New Books in Native American Studies - Samuel J. Redman, “Bone Rooms: From Scientific Racism to Human Prehistory in Museums” (Harvard UP, 2022)

In Bone Rooms: From Scientific Racism to Human Prehistory in Museums (Harvard University Press, 2022 for paperback edition), Samuel J. Redman, Associate Professor of History at the University of Massachusetts, uncovers the equally fascinating and disturbing history behind the vast collections of human remains assembled by medical and natural history museums since the mid-nineteenth-century across the United States. The book shows how, in the aftermaths of the Civil War, human remains, and especially those of Indigenous people, were seen as valuable specimens for the advancement of medicine, before turning into crucial pieces of evidence for scientific racism, and eventually serving as material for the study and exhibition of human prehistory.

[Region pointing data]
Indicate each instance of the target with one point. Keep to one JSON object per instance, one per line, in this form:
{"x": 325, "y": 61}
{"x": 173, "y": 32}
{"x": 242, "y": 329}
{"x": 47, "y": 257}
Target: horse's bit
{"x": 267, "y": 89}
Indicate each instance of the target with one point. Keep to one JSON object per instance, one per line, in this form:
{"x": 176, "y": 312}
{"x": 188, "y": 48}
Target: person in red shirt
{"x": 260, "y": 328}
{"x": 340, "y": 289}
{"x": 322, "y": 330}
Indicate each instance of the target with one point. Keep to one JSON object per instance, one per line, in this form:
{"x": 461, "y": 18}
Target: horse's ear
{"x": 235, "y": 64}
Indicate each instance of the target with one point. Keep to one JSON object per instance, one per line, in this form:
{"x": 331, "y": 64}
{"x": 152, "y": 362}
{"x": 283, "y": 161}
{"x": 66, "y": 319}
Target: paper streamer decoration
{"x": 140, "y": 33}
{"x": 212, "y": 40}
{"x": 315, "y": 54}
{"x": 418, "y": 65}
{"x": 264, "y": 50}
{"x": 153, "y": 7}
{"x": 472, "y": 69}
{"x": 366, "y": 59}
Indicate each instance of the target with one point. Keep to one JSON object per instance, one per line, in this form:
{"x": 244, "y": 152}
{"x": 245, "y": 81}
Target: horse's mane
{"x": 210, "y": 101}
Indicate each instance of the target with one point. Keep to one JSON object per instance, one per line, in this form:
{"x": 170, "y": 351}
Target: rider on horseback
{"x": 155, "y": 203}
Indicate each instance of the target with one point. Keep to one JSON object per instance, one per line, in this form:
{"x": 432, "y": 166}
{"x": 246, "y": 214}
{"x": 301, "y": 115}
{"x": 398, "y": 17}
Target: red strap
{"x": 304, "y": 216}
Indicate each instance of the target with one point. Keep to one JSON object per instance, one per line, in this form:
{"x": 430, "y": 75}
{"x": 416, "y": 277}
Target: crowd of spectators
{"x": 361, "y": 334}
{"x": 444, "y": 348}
==
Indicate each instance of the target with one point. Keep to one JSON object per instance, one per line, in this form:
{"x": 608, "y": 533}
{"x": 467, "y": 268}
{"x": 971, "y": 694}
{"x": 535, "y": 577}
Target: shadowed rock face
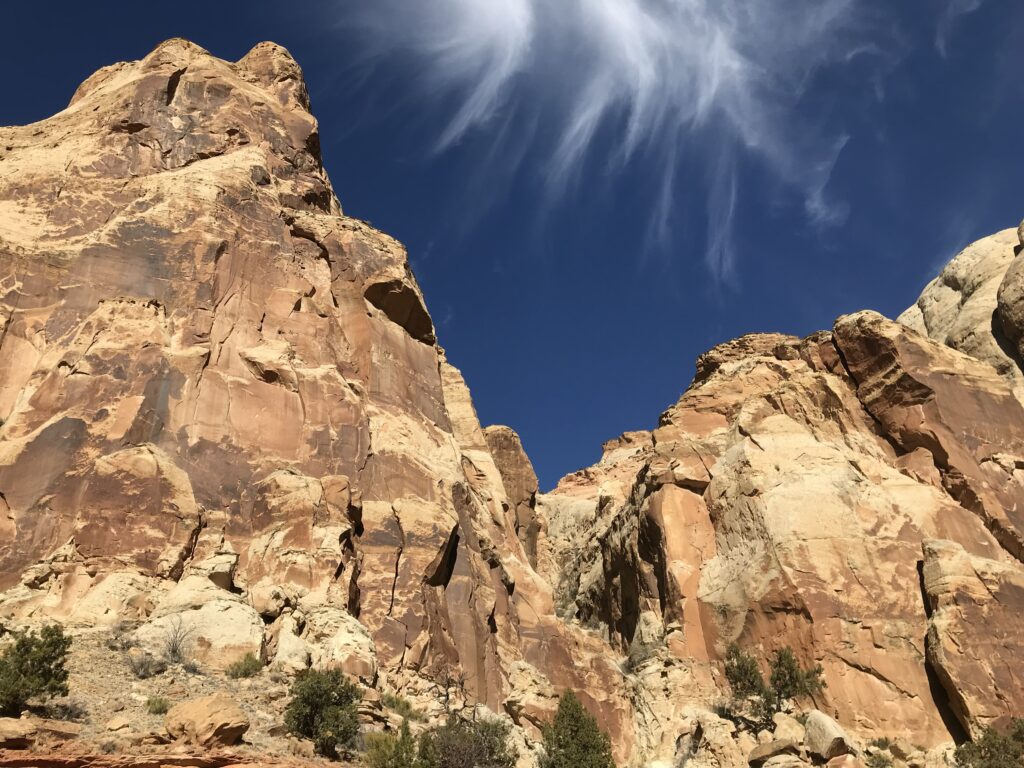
--
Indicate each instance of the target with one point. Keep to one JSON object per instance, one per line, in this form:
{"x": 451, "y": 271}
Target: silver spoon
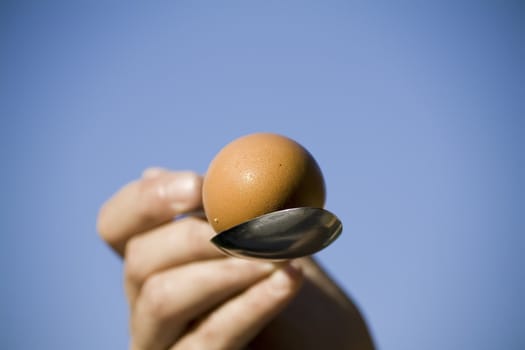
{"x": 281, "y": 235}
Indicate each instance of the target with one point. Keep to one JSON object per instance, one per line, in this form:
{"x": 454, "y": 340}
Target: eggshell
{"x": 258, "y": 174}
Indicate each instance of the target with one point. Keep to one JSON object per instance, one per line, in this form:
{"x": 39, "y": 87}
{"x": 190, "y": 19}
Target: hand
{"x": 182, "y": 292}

### Prompt
According to the book description, what position does Samuel J. Redman hold?

### Reply
Associate Professor of History at the University of Massachusetts